### Selected text
···

The federal agency tasked with administering and enforcing civil rights laws against workplace discrimination has issued a new set of guidelines regarding vaccinations in the workplace in response to the COVID-19 pandemic. The U.S. Equal Employment Opportunity Commission (EEOC) issued its interpretation of federal law regarding mandating that employees be vaccinated before returning to the workplace.
According to the EEOC, federal anti-discrimination laws do not prevent an employer from requiring all employees physically entering the workplace to be vaccinated for COVID-19, subject to the reasonable accommodation provisions of Title VII of the 1964 Civil Rights Act and the Americans with Disabilities Act. An employer may require the employee to provide proof of vaccination. This information is confidential medical information and must be treated as such under the ADA.
Employees who do not get vaccinated because of a disability, a sincerely held religious belief or pregnancy may be entitled to a reasonable accommodation if such accommodation does not impose an undue hardship on the company’s operations, the EEOC guidelines said. Employers may still have the employee wear a face mask, social distance from customers and co-workers, work a modified shift, be periodically tested for COVID 19, be given the opportunity to telework or accept reassignment.

···

### Study material
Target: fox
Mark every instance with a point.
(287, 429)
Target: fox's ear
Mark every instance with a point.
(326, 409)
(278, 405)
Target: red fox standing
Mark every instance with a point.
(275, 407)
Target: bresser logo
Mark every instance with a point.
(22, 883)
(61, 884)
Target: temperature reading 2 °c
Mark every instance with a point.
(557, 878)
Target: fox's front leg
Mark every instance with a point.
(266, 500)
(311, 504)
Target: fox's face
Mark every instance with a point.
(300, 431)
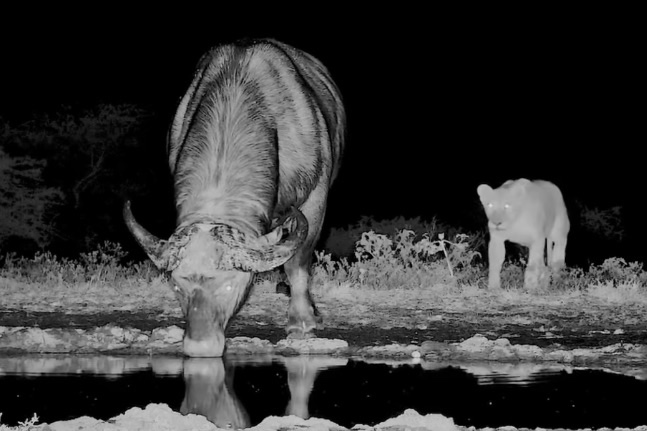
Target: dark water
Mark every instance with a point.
(243, 392)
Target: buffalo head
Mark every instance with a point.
(212, 266)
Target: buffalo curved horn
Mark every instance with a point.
(155, 248)
(266, 252)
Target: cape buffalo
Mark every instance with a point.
(253, 149)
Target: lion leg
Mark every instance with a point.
(536, 264)
(496, 256)
(558, 258)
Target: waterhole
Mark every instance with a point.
(242, 392)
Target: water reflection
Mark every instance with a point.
(240, 392)
(209, 392)
(209, 388)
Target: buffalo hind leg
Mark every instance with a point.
(303, 316)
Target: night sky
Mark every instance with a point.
(436, 103)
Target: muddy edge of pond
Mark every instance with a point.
(145, 333)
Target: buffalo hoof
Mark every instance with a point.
(283, 287)
(300, 335)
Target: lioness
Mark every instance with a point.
(527, 213)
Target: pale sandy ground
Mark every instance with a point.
(617, 310)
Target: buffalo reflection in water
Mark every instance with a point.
(209, 389)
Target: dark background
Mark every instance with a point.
(438, 102)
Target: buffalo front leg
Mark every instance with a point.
(496, 256)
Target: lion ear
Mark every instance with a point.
(484, 191)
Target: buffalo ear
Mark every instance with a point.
(155, 248)
(266, 252)
(485, 192)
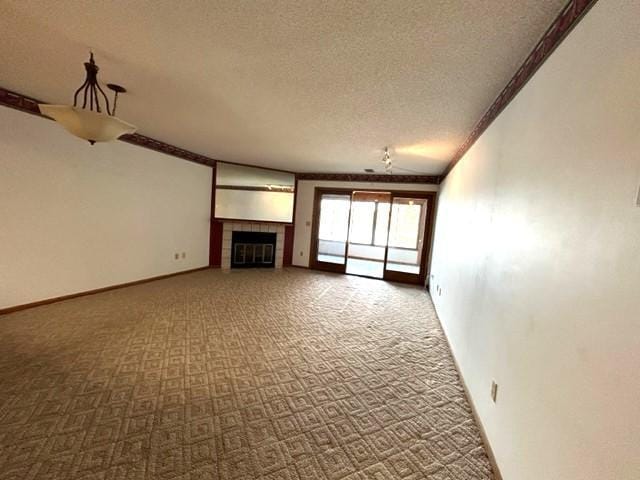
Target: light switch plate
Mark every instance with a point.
(494, 391)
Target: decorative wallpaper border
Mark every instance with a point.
(570, 16)
(365, 177)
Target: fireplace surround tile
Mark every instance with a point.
(229, 227)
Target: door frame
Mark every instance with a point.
(425, 263)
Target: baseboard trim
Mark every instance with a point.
(474, 411)
(16, 308)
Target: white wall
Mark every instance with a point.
(304, 209)
(537, 253)
(75, 217)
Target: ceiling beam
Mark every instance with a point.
(569, 17)
(30, 105)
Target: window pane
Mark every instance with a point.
(334, 218)
(362, 222)
(405, 225)
(382, 222)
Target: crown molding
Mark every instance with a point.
(568, 18)
(364, 177)
(30, 105)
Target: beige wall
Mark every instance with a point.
(537, 254)
(75, 217)
(304, 209)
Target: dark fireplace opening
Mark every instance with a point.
(253, 249)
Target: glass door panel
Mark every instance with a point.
(368, 233)
(406, 239)
(333, 230)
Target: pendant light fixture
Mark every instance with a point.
(92, 121)
(386, 159)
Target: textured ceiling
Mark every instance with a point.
(303, 85)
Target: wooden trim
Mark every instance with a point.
(244, 220)
(485, 439)
(287, 248)
(215, 229)
(17, 308)
(568, 18)
(366, 177)
(254, 188)
(287, 257)
(257, 166)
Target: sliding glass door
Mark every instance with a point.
(373, 234)
(368, 230)
(405, 248)
(332, 231)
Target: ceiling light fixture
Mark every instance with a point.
(386, 159)
(90, 122)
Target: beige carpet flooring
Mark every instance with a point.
(245, 375)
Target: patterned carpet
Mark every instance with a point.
(244, 375)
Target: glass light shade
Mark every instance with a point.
(92, 126)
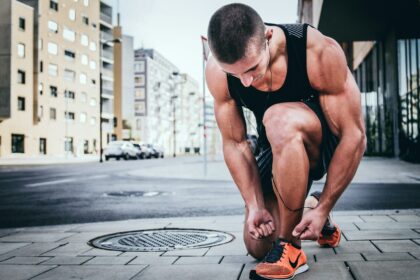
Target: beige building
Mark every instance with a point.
(60, 69)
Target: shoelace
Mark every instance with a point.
(275, 253)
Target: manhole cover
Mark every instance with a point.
(133, 194)
(160, 240)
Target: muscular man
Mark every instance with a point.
(307, 106)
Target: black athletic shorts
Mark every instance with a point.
(329, 143)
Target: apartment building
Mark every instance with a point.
(53, 86)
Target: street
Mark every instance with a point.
(91, 192)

···

### Required action A
In the article on EEOC workplace vaccination guidelines, how must an employer treat an employee's proof of COVID-19 vaccination?
### Required action B
Continue the article on EEOC workplace vaccination guidelines, starting right after its final sentence.

### Answer section A
As confidential medical information under the ADA.

### Answer section B
An employer may require an employee to be vaccinated if the unvaccinated employee poses a direct threat in the workplace and there is no reasonable accommodation which would reduce or eliminate the threat. The determination that a particular employee poses a direct threat in the workplace should be based on a reasonable medical judgment that relies on the most current medical knowledge about COVID-19. This may include, for example, the level of community spread at the time of the employer’s assessment.
The EEOC said that an employer that creates a COVID-19 vaccination policy requiring documentation or other confirmation of vaccination should notify all employees that the employer will consider requests for reasonable accommodation based on disability, religious belief or pregnancy on an individualized basis. In general, an employer should not question whether an employee has a sincerely held religious belief. However, if an employee requests a religious accommodation, and an employer is aware of facts that provide an objective basis for questioning either the religious nature or the sincerity of a particular belief, practice or observance, the employer may request additional supporting information.
And it’s OK for employers to offer incentives (both rewards and penalties) for employees to voluntarily receive the vaccine and/or provide proof of vaccination, the guidelines said.